- **Task to complete**: Pictures should be excluded; otherwise, copy every entry exactly.

******

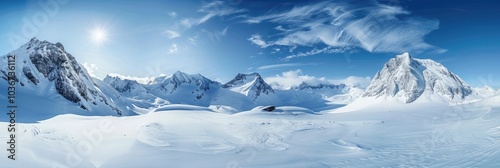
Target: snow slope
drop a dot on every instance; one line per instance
(46, 71)
(185, 136)
(408, 79)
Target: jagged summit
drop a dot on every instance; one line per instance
(47, 66)
(251, 85)
(408, 79)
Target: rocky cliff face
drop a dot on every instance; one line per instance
(46, 65)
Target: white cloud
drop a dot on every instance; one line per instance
(257, 40)
(217, 8)
(318, 51)
(361, 82)
(375, 28)
(172, 14)
(171, 34)
(275, 66)
(173, 49)
(294, 78)
(91, 69)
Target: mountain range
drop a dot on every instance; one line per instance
(50, 74)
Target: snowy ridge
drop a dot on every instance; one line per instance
(47, 69)
(408, 79)
(251, 85)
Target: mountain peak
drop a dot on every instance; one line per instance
(251, 85)
(408, 78)
(34, 39)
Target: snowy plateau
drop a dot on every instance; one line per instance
(414, 113)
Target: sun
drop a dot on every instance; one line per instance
(98, 35)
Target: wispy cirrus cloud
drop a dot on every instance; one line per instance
(374, 27)
(217, 8)
(276, 66)
(315, 51)
(294, 78)
(257, 40)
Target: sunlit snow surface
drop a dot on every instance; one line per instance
(409, 135)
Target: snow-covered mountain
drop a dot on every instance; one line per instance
(485, 91)
(408, 79)
(47, 71)
(251, 85)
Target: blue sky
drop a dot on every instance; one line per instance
(316, 40)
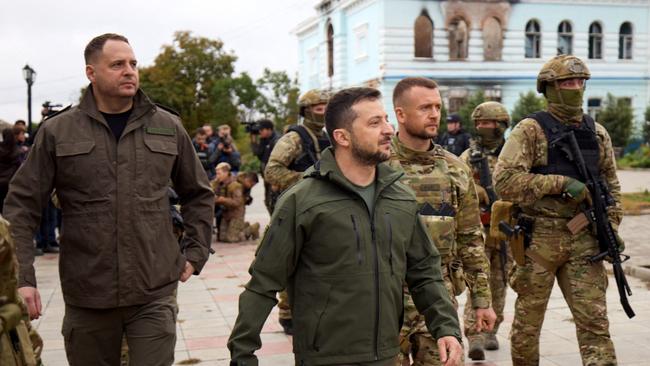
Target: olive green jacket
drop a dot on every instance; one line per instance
(344, 271)
(118, 247)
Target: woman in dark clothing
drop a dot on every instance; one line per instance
(9, 162)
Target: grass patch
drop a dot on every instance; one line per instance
(635, 203)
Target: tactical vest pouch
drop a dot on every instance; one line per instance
(442, 231)
(501, 211)
(457, 276)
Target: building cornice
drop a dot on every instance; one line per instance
(589, 2)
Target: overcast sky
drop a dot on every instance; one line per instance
(51, 35)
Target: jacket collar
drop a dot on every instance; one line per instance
(141, 105)
(327, 169)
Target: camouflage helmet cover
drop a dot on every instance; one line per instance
(313, 97)
(492, 111)
(561, 67)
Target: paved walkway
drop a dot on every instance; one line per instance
(208, 309)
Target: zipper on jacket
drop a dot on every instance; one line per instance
(390, 241)
(356, 234)
(374, 247)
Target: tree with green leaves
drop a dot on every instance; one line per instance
(281, 98)
(526, 104)
(618, 119)
(465, 111)
(184, 77)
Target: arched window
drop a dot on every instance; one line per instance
(330, 50)
(533, 40)
(423, 31)
(564, 39)
(625, 41)
(458, 39)
(595, 41)
(492, 39)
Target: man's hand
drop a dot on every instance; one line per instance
(33, 300)
(450, 351)
(485, 319)
(187, 272)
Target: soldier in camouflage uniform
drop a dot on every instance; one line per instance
(295, 151)
(448, 207)
(490, 120)
(547, 188)
(229, 193)
(20, 344)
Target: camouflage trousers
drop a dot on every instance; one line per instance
(555, 253)
(498, 287)
(283, 305)
(415, 338)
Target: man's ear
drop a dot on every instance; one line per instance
(342, 137)
(90, 73)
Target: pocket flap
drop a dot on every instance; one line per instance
(162, 146)
(74, 148)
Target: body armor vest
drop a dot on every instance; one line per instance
(557, 161)
(310, 152)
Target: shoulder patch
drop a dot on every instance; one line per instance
(60, 112)
(165, 131)
(168, 109)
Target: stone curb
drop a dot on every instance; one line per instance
(641, 273)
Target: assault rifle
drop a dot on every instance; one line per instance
(478, 159)
(597, 217)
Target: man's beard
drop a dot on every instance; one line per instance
(421, 134)
(367, 157)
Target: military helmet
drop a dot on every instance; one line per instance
(313, 97)
(493, 111)
(561, 67)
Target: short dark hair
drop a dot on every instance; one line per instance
(266, 123)
(339, 112)
(249, 175)
(96, 45)
(406, 84)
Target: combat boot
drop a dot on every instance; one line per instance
(491, 342)
(476, 352)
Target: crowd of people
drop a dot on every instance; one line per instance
(374, 233)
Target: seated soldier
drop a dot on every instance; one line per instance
(229, 195)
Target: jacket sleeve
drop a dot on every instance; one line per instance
(277, 171)
(526, 147)
(275, 261)
(197, 201)
(424, 280)
(608, 174)
(29, 192)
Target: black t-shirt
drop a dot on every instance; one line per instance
(117, 122)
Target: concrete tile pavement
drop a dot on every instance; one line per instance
(208, 309)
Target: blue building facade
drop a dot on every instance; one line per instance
(496, 46)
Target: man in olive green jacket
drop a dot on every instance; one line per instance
(342, 241)
(111, 160)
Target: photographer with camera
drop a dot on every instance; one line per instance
(263, 138)
(226, 149)
(207, 153)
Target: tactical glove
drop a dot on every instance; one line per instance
(575, 190)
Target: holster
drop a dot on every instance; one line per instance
(457, 276)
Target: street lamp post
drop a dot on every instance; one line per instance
(30, 75)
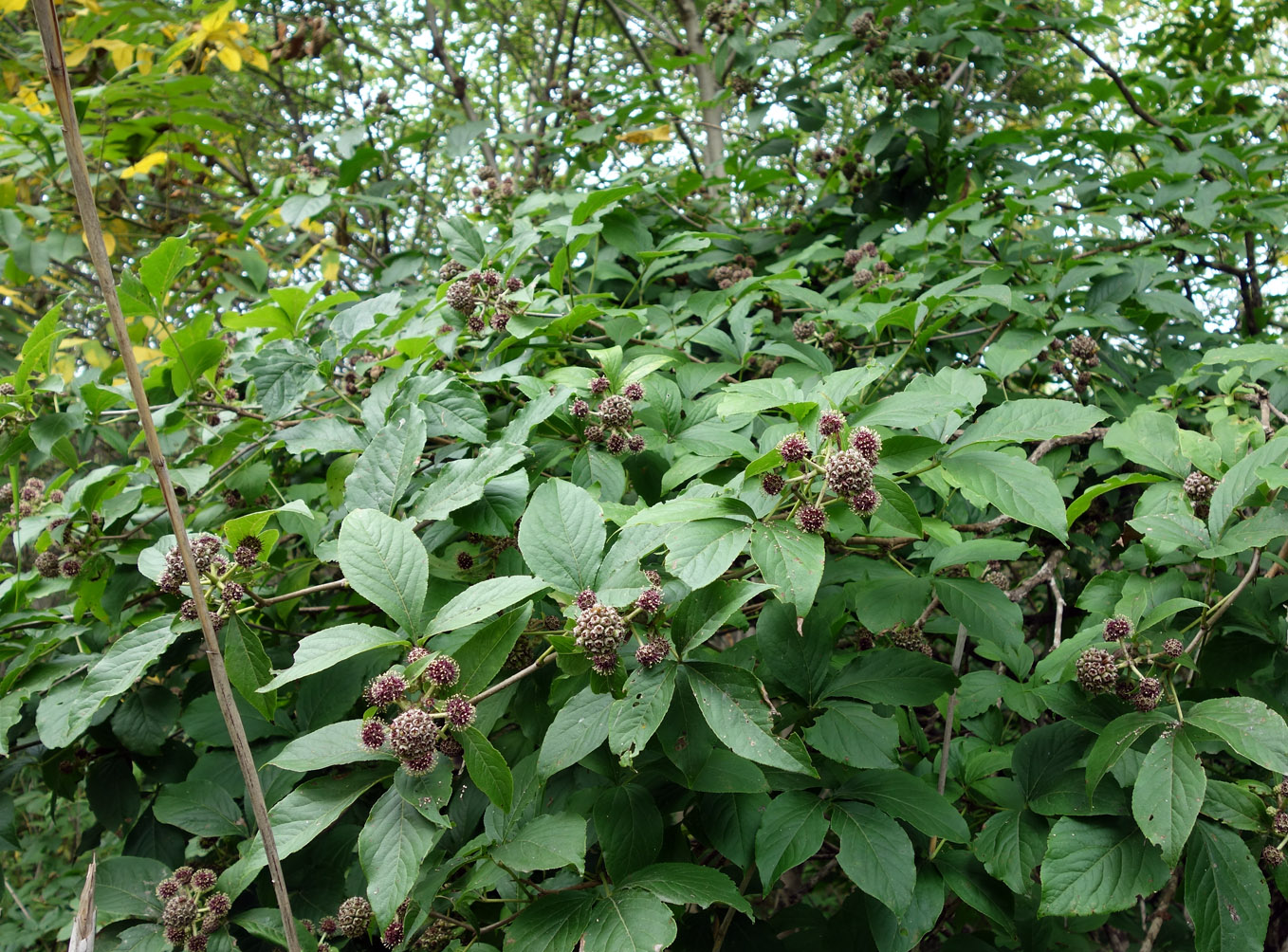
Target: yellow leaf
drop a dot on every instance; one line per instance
(640, 137)
(212, 21)
(144, 165)
(330, 265)
(230, 57)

******

- **Task answer**:
Target: snow slope
drop a dot on every instance; one line per instance
(46, 71)
(185, 136)
(408, 79)
Target: jagged summit
drop a dot on every instance; one line per instance
(47, 66)
(251, 85)
(408, 79)
Target: rocky cliff face
drop a dot on every instance; one line per instance
(46, 65)
Target: white cloud
drop a dot on every instance; one line per instance
(257, 40)
(217, 8)
(318, 51)
(361, 82)
(375, 28)
(172, 14)
(171, 34)
(275, 66)
(173, 49)
(294, 78)
(91, 69)
Target: mountain range
drop a dot on every instance; one line per instance
(50, 74)
Target: snowy ridge
drop a dot on every instance; one line per instance
(47, 69)
(408, 79)
(251, 85)
Target: mountain peak
drop a dot on every instance; one line per instance
(251, 85)
(408, 78)
(34, 39)
Target: snowy plateau
drop a dot on every instance; one line per instance
(414, 113)
Target: sun
drop a dot on every instance; one line per instance
(98, 35)
Target: wispy cirrus cloud
drop a dot on every instance; one line per instance
(374, 27)
(217, 8)
(276, 66)
(315, 51)
(294, 78)
(257, 40)
Target: sunlit snow surface
drop a dot on every instance; one line per instance
(409, 135)
Target: snow-covered mountain
drop a dot on every instance; one line per instance
(485, 91)
(408, 79)
(47, 71)
(251, 85)
Target: blue sky
drop a dot on every instance; one line per instance
(316, 40)
Target: olive green jacket
drop a dot on every instance; one line per instance
(344, 271)
(118, 247)
Target: woman in dark clothing
drop a dot on every instance; one line per instance
(9, 162)
Target: grass patch
drop a dot on every instance; one line per instance
(635, 203)
Target: tactical vest pouch
drop a dot on every instance; one line per instance
(442, 231)
(501, 211)
(457, 276)
Target: building cornice
drop a dot on every instance; one line per instance
(589, 2)
Target: overcast sky
drop a dot on every instance; one line per instance
(51, 35)
Target: jacket collar
drop a dot on every instance; one line per instance
(141, 105)
(327, 169)
Target: camouflage helmet cover
drop a dot on every instance; one line per instance
(313, 97)
(492, 111)
(561, 67)
Target: paved walkway
drop a dot on every instance; one line per instance
(208, 309)
Target: zipper on jacket
drop a dot on every instance; one line per instance
(390, 241)
(356, 234)
(374, 247)
Target: tree with green leaves
drop a dot on every instance; one line per instance
(281, 98)
(526, 104)
(618, 119)
(465, 111)
(184, 77)
Target: arched window
drop a dot on every instance; one line per instance
(330, 50)
(533, 40)
(423, 31)
(564, 39)
(625, 41)
(458, 39)
(595, 41)
(492, 39)
Target: man's hand
drop a dot on every instance; one line per instance
(33, 300)
(450, 351)
(485, 319)
(187, 272)
Target: soldier in camouflage uniform
drop a dot on every instance; one line per instance
(295, 151)
(448, 207)
(490, 120)
(547, 188)
(229, 193)
(20, 344)
Target: camouflage trousers
drop a dot on every instance; one line per instance
(555, 253)
(498, 287)
(283, 305)
(415, 338)
Target: man's ear
drop a dot on every instance; one line per instance
(342, 137)
(90, 73)
Target: pocket flap
drop a dot on every instance; one line per instance
(162, 146)
(74, 148)
Target: body armor vest
drop a dot on every instance; one line per instance
(557, 161)
(310, 152)
Target: shoulder patch
drop a dot on every instance; one line per instance
(60, 112)
(165, 131)
(168, 109)
Target: stone curb
drop a dot on every instance; one line per instance
(641, 273)
Target: assault rifle
drop a dot on every instance; one line per instance
(478, 159)
(597, 217)
Target: man's beard
drop a dot on every instance; one line per instance
(421, 134)
(367, 157)
Target: military helmet
drop a dot on every instance; one line per instance
(313, 97)
(493, 111)
(561, 67)
Target: short dark hair
drop a dot on every instance; one line per instance
(266, 123)
(339, 112)
(249, 175)
(96, 45)
(406, 84)
Target: combat boot
drop a dot on every instance; one line per instance
(491, 342)
(476, 352)
Target: crowd of people
drop a dot on every instance; one line per instance
(374, 233)
Target: seated soldier
drop a dot on every instance; one line per instance
(229, 195)
Target: jacket sleeve
drop a dot on every instance; one line per instance
(277, 171)
(526, 147)
(275, 261)
(197, 201)
(424, 280)
(608, 174)
(29, 192)
Target: black t-shirt
drop a dot on every instance; one line per instance
(117, 122)
Target: concrete tile pavement
drop a dot on every instance; one line per instance
(208, 309)
Target: blue building facade
drop a dot on every instance; one line per instance
(496, 46)
Target: man in olive green jacket
drop a dot on every instance; one line per instance
(342, 241)
(111, 160)
Target: photographer with camera
drop a dot on every instance; one line per instance
(263, 138)
(226, 149)
(207, 153)
Target: tactical glove
drop a dot on every instance; one line per instance
(575, 190)
Target: holster
drop a dot on every instance; one line per instance
(457, 276)
Target: street lamp post
drop a dot on every instance; one line per instance
(30, 75)
Target: yellow leaf
drop a dot on every instance; one line per instance
(640, 137)
(212, 21)
(144, 165)
(330, 265)
(230, 57)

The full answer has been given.